**Tâches demandées:**
(A) Répondez brièvement à ces questions sur l'article consacré au conclave :
(i) À quelle date le conclave doit-il s'ouvrir ?
(ii) Quelle chanson le cardinal Tagle chante-t-il dans la vidéo diffusée sur les réseaux sociaux ?
(iii) À combien s'élève le déficit du Vatican ?
(B) Rédigez la suite de l'article consacré au conclave, à partir de sa dernière phrase.

**Extrait présenté:**
▼

Pape: le Vatican, une tradition d’intermédiaire diplomatique

Dès lors, pourquoi la classe politique semble davantage s’inviter dans le débat aujourd’hui, par rapport à l’élection de François en 2013? «Trump se mêle de tout, donc pourquoi pas de cette question là aussi, sourit Rik Torfs. Pour les dirigeants mondiaux, il est toutefois important de ne pas trop se lancer dans ces discussions. Car le Vatican endosse aussi une tradition d’Etat intermédiaire entre beaucoup de nations. Il joue un rôle de diplomatie.» Récemment via l’archevêque anglais Gallagher ou le cardinal Parolin, secrétaire d’Etat italien du Vatican, par exemple. «Le rôle de médiateur inhérent au Vatican fait qu’il ne peut pas succomber aux séductions de l’un ou l’autre pays.»

Conclave: ambiance lourde et divisée

Toujours est-il que le conclave s’ouvrira ce 7 mai dans une ambiance lourde et divisée. Le cardinal philippin Luis Antonio Tagle, jugé progressiste et cité comme l’un des principaux favoris, a fait les frais d’une campagne de diffamation de groupes ultraconservateurs américains. En cause? Une vidéo de Tagle, diffusée sur les réseaux sociaux, où on le voit chanter Imagine de John Lennon, et donc les paroles «Imagine there’s no heaven» («Imagine qu’il n’y a pas de paradis»)… Ses opposants en déduisent qu’il est partisan de l’athéisme. Les propagandistes conservateurs accusent également Parolin (lui aussi «papabile») d’être une  «honte» pour l’Eglise, en partie à cause de son approche dénonciatrice (et de celle de François) des cas d’abus sur mineurs.

«Avec les réseaux sociaux, tout devient plus visible. Essayer de discréditer le cardinal Tagle pour une chanson, c’est tellement enfantin et ridicule que cela ne va pas percer jusqu’au conclave», assure Rik Torfs.

La situation financière du Vatican dans les discussions

En revanche, la situation financière du Vatican, peu fringante, pourrait être davantage présente dans les discussions. Avec 83 millions d’euros de déficit, le mini Etat (dont le pape en est le chef politique) souffre d’une réduction de l’apport financier extérieur. «Par le passé, le financement venait notamment d’Allemagne, avec le système kirchensteuer, un impôt destiné à l’église, et des Etats-Unis, où les évêques sont parfois de vrais investisseurs», cite Rik Torfs. Le cardinal Dolan de New York, par exemple, dispose d’une vraie activité immobilière. De là à ce que la question du financement soit décisive dans cette élection? «Je ne crois pas, tranche l’expert. Les donateurs auront toujours des opinions diverses et variées.»

▲

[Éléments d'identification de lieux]

▼

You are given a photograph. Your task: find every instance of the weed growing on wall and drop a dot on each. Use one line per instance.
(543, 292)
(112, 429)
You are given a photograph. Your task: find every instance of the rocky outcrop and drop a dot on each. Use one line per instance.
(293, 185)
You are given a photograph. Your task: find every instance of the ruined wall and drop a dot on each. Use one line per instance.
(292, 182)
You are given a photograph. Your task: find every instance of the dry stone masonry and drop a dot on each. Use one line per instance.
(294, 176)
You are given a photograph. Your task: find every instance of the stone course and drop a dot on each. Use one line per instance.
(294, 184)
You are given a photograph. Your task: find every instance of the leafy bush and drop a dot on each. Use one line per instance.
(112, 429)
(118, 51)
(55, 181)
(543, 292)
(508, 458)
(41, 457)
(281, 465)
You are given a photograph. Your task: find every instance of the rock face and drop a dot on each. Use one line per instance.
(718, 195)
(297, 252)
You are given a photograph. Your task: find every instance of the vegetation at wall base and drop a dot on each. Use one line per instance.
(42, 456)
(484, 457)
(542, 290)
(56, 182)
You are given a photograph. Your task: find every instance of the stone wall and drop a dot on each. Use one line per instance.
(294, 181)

▲

**Corrigé des exercices:**
(A)
(i) Le 7 mai.
(ii) Imagine, de John Lennon.
(iii) À 83 millions d'euros.

(B)
Ce qui ne signifie pas que les débats n’auront pas de connotation politique, au contraire. «Mais les discussions sérieuses n’auront pas lieu sur la place publique. Des idées importantes ont déjà été échangées lors des pré-conclaves qui ont pris place ces derniers jours.»

Progressistes-conservateurs: au sein de l’Eglise, le discernement n’est pas limpide

Si des cardinaux comme Raymond Burke (Etats-Unis), ou son homologue guinéen Robert Sarah, tous deux jugés très conservateurs, «profitent» de ces campagnes de déstabilisation, ils «n’ont presque aucune chance d’être élus, tout comme le conservateur allemand Gerhard Müller», exclut Rik Torfs.

Car, factuellement, 80% du conclave actuel a été composé par François. «Ils pensent comme François: progressistes sur les questions socio-économiques, mais conservateurs sur les questions éthiques», distingue Tom Zwaenepoel. Ainsi, il est mathématiquement certain que les ultraconservateurs n’auront pas assez de voix (la majorité des deux tiers) pour nommer quelqu’un de leur propre rang. Leur objectif est donc de dissuader les cardinaux de choisir les candidats les plus progressistes.

«80% des membres du conclave actuel pensent comme François: progressistes sur les questions socio-économiques, mais conservateurs sur les questions éthiques.»

Tom Zwaenepoel

spécialiste du Vatican (UGent)

«Il reste difficile de discerner conservateurs et progressistes de façon binaire, ajoute Rik Torfs. Un cardinal peut être conservateur sur un sujet, et plus progressiste sur un autre. Dans l’Eglise, les lignes entre conservatisme et progressisme ne sont pas aussi claires et définies qu’on peut le penser.».

Pour Tom Zwaenepoel, l’autre problème est que les cardinaux ne se connaissent pas bien. «Ils ne savent pas vraiment ce que représente un cardinal. Ces campagnes déstabilisatrices visent à les convaincre qu’il serait préférable de ne pas choisir un cardinal plus progressiste. A savoir quelqu’un qui ne veut pas suivre l’enseignement strict de l’Eglise (communion pour les catholiques remariés, bénédiction d’une relation homosexuelle).»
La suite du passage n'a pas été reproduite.